* _Desafio 1_:
Responda a estas perguntas com base no trecho:
(a) De que os ministros de hoje são culpados em relação ao inferno?
(b) Que referência bíblica acompanha as palavras “reconciliem-se com Deus”?
(c) Sobre quais temas Paulo discutiu com Félix?
* _Desafio 2_:
Substitua “inferno” por “abismo” no trecho que vai de “Por Kevin De” até “direção de Jerusalém?” e transcreva a passagem resultante.

* _Trecho_:

<<<<

Por Kevin De Young
Se os pregadores do
passado em alguns momentos sofreram de uma fascinação doentia pelo
inferno, os ministros de hoje, incluindo não poucos líderes emergentes,
são culpados de uma ambivalência indevida sobre o assunto. [...] É certo
que não existe espaço para leviandade no que se refere à ira de Deus,
mas será que não há lugar para uma advertência apaixonada e viva? Não é
bíblico deixar para trás o agnosticismo em relação ao inferno e implorar
às pessoas em favor de Cristo, dizendo “reconciliem-se com Deus” (2Co
5:20)? Será que nosso evangelismo se degenera, nossa pregação carece de
autoridade e nossas congregações perdem foco porque não temos a doutrina
do inferno bem clara diante de nós para colocar nossa face como seixo
na direção de Jerusalém?
Precisamos da doutrina da punição
eterna. Por repetidas vezes no Novo Testamento descobrimos que entender a
justiça divina é essencial para nossa santificação. Crer no julgamento
de Deus de fato nos ajuda a ser mais semelhantes a Jesus. Em resumo,
precisamos da doutrina da ira de Deus.
Primeiro, precisamos da ira de Deus para
nos mantermos honestos em relação ao evangelismo. Paulo discutiu com
Félix sobre justiça, domínio próprio e juízo vindouro (At 24:25).

>>>>

* _Listagem fornecida_:

<<<<

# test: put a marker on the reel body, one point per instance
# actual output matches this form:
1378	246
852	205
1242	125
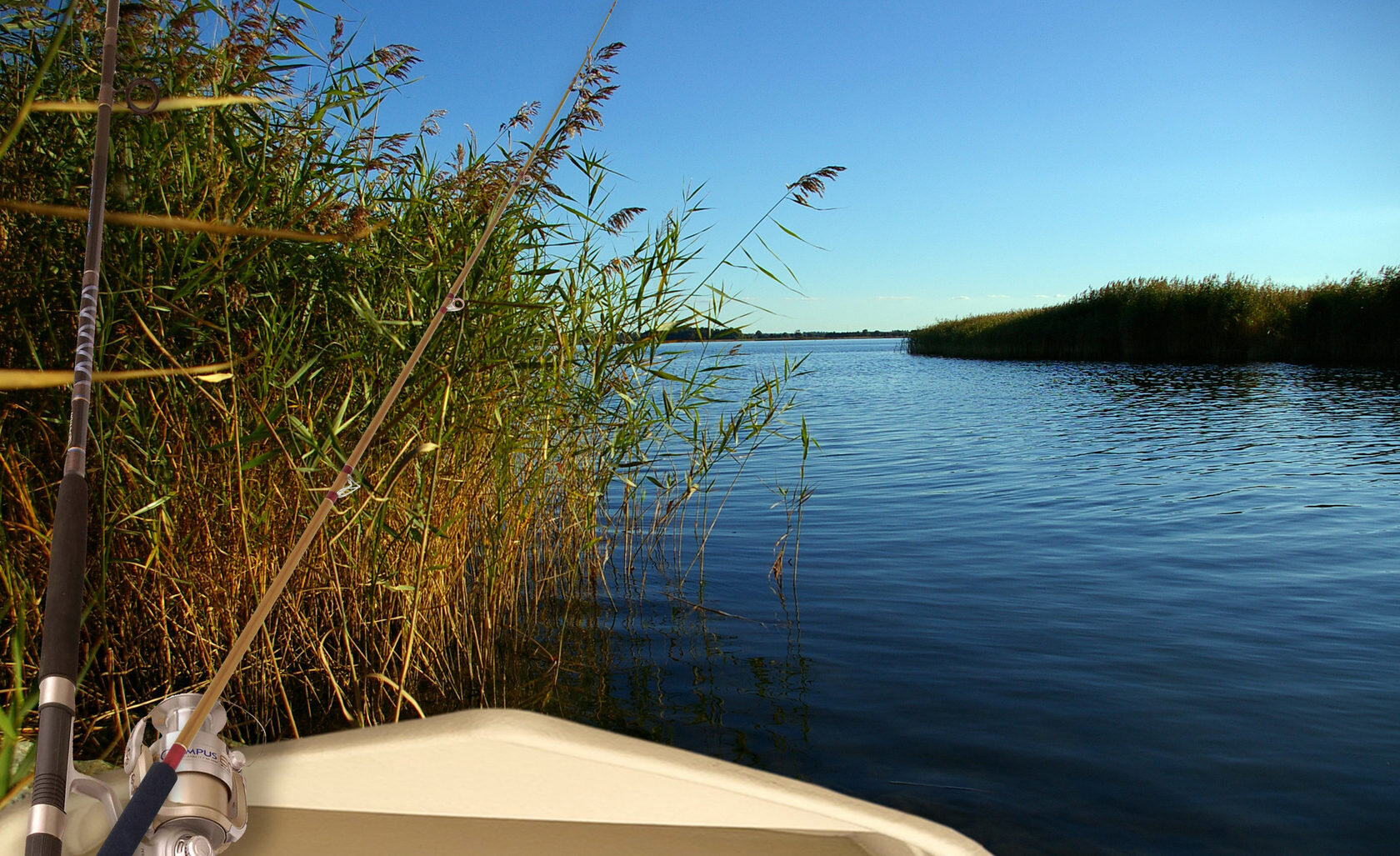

>>>>

* _Resposta da tarefa 1_:
(a) De uma ambivalência indevida sobre o assunto.
(b) 2Co 5:20.
(c) Sobre justiça, domínio próprio e juízo vindouro.

* _Resposta da tarefa 2_:
Por Kevin De Young
Se os pregadores do
passado em alguns momentos sofreram de uma fascinação doentia pelo
abismo, os ministros de hoje, incluindo não poucos líderes emergentes,
são culpados de uma ambivalência indevida sobre o assunto. [...] É certo
que não existe espaço para leviandade no que se refere à ira de Deus,
mas será que não há lugar para uma advertência apaixonada e viva? Não é
bíblico deixar para trás o agnosticismo em relação ao abismo e implorar
às pessoas em favor de Cristo, dizendo “reconciliem-se com Deus” (2Co
5:20)? Será que nosso evangelismo se degenera, nossa pregação carece de
autoridade e nossas congregações perdem foco porque não temos a doutrina
do abismo bem clara diante de nós para colocar nossa face como seixo
na direção de Jerusalém?